__Exercise__: Copy only this range: the line with "Target: small shrub" through the final line of the material, inclusive at both ends.

=-=-=-=-=

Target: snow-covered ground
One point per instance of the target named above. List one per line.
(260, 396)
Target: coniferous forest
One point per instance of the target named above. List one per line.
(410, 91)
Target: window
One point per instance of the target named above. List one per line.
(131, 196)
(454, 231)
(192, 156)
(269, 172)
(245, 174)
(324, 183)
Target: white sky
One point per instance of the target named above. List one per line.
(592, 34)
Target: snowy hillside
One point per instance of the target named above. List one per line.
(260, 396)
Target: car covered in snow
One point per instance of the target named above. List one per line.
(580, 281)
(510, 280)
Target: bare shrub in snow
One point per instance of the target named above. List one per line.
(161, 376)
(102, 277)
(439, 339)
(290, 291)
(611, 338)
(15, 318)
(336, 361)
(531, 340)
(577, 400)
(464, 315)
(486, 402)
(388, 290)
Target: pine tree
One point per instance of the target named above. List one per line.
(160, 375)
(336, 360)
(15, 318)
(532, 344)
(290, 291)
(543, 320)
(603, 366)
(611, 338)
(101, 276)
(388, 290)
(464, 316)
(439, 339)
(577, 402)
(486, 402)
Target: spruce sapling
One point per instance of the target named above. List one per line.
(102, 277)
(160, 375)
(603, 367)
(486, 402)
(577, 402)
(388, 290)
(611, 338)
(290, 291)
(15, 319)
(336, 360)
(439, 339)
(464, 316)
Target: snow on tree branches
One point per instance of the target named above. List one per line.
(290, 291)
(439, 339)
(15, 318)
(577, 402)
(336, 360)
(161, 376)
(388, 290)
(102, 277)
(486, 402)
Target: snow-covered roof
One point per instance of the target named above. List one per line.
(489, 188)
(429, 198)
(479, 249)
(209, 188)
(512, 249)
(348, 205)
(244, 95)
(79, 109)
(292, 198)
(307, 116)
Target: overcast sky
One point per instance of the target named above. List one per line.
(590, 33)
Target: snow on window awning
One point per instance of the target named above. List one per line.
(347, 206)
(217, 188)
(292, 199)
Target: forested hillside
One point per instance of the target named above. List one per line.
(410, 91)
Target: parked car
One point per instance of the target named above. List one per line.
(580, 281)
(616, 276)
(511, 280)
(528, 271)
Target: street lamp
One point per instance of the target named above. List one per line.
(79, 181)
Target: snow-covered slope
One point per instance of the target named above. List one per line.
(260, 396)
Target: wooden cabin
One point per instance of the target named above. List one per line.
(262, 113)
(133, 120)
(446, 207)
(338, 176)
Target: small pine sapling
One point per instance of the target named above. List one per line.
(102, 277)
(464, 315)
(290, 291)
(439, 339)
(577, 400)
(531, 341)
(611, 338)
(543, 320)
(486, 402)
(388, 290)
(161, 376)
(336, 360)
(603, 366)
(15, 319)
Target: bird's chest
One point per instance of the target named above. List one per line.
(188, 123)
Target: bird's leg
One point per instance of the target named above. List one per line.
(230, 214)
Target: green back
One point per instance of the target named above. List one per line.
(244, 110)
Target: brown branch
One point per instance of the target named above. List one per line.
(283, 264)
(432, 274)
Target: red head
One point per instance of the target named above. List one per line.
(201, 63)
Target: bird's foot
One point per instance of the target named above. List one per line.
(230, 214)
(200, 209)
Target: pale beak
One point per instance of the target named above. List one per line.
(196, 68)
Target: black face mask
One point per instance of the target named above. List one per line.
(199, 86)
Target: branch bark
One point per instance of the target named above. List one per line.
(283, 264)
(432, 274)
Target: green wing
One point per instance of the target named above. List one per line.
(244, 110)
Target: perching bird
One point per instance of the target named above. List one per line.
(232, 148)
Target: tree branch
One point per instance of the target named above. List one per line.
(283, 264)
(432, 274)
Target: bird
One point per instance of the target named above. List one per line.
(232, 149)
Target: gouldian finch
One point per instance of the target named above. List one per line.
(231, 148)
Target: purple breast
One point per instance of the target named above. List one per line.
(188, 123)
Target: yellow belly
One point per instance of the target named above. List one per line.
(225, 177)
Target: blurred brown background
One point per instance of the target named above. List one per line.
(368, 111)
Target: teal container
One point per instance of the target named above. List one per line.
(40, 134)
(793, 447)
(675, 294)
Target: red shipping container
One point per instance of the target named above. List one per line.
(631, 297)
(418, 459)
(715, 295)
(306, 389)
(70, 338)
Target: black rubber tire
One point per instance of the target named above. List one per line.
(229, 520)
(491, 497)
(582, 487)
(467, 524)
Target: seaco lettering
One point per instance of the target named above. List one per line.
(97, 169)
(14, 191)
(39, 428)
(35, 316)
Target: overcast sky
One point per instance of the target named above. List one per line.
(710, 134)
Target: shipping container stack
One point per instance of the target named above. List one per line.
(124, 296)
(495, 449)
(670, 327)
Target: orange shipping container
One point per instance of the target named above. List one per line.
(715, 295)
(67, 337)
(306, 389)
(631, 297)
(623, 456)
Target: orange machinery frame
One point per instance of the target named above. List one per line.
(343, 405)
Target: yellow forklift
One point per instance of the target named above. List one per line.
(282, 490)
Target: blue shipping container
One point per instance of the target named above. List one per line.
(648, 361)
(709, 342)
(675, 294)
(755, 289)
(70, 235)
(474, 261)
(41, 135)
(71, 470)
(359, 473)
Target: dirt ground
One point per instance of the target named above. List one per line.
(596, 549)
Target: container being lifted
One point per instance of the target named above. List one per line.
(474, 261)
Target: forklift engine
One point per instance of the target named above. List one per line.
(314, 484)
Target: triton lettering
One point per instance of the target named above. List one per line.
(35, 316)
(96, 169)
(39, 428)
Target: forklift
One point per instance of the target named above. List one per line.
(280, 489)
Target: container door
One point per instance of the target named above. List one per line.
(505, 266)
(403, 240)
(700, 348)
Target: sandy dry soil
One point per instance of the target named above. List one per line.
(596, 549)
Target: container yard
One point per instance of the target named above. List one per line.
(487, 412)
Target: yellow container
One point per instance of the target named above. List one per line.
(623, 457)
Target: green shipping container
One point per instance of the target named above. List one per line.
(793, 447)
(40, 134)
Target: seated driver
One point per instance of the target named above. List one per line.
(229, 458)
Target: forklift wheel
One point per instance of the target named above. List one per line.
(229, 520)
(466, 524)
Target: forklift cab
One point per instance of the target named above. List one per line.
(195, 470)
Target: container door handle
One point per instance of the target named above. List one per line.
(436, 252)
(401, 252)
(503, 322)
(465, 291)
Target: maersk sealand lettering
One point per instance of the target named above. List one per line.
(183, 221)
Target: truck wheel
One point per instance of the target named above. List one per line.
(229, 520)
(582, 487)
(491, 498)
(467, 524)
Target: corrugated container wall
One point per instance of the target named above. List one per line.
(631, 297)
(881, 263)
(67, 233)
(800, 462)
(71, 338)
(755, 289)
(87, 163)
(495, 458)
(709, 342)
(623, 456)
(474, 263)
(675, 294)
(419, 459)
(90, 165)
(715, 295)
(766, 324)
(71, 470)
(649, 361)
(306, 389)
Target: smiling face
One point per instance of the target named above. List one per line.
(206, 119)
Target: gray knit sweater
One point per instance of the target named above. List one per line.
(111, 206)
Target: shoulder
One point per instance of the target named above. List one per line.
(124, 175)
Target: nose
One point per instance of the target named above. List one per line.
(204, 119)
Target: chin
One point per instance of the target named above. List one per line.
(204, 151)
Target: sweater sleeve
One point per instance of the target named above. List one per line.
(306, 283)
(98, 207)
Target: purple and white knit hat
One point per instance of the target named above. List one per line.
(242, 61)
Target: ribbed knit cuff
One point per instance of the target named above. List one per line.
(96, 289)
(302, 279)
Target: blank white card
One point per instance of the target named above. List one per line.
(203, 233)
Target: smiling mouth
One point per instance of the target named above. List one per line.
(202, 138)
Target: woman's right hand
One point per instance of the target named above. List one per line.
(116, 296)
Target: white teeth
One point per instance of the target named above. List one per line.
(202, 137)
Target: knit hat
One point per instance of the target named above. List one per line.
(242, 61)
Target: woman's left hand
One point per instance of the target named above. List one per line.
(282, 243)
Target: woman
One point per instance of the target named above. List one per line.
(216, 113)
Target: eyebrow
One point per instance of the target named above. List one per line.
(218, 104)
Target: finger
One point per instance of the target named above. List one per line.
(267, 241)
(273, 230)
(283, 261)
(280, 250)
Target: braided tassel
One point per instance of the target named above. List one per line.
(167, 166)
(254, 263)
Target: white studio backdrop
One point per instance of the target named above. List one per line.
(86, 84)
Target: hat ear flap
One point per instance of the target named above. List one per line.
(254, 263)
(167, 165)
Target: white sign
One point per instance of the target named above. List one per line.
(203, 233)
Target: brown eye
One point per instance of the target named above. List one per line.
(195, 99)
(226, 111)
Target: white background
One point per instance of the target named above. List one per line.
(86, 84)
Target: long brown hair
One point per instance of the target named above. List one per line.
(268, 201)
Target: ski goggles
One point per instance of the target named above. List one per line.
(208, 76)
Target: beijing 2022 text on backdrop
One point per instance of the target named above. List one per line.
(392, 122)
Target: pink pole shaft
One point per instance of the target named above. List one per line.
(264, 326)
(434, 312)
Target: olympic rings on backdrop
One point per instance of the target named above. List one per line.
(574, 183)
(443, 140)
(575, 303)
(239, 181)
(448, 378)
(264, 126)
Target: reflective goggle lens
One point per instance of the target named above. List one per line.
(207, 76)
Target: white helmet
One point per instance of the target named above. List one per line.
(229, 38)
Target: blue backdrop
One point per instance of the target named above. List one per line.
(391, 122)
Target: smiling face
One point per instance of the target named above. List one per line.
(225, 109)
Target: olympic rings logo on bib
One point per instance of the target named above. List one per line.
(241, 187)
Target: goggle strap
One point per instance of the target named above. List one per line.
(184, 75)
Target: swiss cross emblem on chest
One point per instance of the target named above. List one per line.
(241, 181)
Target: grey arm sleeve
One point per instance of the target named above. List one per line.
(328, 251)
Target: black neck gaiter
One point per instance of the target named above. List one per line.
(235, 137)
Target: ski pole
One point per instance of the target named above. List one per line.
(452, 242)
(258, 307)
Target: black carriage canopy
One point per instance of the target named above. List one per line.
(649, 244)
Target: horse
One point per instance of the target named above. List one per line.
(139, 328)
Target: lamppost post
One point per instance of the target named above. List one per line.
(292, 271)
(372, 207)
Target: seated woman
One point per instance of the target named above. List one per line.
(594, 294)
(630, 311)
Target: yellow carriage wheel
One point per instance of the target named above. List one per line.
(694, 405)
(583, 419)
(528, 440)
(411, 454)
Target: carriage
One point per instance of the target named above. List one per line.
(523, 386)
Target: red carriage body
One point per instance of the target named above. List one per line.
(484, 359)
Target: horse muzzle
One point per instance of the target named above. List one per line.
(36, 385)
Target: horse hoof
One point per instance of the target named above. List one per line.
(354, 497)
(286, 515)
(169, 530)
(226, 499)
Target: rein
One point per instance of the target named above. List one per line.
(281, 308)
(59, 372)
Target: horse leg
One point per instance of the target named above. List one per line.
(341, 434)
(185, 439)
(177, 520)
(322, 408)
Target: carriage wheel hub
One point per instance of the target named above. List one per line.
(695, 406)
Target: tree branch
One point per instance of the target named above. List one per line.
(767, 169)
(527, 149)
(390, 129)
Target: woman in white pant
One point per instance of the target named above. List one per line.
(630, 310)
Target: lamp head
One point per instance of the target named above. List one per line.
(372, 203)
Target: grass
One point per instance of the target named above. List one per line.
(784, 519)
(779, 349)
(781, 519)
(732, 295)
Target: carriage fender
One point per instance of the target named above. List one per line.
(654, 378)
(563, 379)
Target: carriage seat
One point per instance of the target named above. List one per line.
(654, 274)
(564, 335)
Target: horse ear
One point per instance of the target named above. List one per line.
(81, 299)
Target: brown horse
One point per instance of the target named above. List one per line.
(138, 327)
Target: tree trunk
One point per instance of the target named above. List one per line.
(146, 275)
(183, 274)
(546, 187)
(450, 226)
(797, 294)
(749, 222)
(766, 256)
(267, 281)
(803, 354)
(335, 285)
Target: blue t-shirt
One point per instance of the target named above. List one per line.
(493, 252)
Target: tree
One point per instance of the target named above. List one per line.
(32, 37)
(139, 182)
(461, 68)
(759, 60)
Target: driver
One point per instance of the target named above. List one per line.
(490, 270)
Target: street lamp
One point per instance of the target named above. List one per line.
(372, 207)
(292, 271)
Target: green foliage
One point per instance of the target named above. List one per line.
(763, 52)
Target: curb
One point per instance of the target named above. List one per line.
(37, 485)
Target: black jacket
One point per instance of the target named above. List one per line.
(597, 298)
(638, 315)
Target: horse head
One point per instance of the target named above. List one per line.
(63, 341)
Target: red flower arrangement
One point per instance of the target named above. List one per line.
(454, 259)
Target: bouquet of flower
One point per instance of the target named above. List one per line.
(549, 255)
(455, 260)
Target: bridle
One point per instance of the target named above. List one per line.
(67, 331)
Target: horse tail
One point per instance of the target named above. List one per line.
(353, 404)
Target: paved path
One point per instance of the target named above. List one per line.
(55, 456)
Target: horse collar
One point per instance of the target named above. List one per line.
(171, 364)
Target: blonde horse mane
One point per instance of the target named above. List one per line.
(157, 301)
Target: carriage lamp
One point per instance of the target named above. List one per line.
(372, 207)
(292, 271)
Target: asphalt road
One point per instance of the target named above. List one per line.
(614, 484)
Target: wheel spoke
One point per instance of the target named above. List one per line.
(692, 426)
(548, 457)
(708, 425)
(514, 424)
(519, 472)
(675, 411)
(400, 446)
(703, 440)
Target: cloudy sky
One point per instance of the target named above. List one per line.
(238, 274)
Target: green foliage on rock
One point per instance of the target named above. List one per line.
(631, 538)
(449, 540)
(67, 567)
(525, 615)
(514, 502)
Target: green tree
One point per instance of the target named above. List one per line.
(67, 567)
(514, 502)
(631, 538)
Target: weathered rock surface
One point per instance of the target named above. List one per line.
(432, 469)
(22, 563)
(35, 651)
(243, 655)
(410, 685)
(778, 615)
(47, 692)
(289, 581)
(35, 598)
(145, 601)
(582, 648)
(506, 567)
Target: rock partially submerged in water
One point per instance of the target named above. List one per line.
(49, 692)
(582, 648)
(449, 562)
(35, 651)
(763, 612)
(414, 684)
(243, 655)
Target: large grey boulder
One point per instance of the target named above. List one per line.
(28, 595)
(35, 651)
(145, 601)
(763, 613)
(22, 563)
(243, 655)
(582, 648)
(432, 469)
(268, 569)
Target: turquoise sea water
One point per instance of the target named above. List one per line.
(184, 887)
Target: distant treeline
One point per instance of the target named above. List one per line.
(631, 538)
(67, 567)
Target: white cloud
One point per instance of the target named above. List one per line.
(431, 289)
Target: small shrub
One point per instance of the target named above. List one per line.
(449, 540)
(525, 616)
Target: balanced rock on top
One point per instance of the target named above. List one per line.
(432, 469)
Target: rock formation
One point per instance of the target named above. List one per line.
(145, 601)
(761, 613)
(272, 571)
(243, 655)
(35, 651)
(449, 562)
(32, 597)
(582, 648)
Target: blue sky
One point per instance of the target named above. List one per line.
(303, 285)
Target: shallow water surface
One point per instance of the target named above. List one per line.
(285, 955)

=-=-=-=-=

__Correct result__:
Target: small shrub
One point per instance of the target named above. List one per line.
(449, 540)
(525, 616)
Target: balanced rock on top
One point per instance of the target named above. List one per line.
(432, 469)
Target: rock formation
One point per instance of the target named above. List one per line.
(145, 601)
(761, 613)
(272, 571)
(243, 655)
(35, 651)
(449, 562)
(32, 597)
(582, 648)
Target: blue sky
One point per instance of the target named above. List one per line.
(303, 285)
Target: shallow water surface
One point per instance of the target named above. List one per line.
(285, 955)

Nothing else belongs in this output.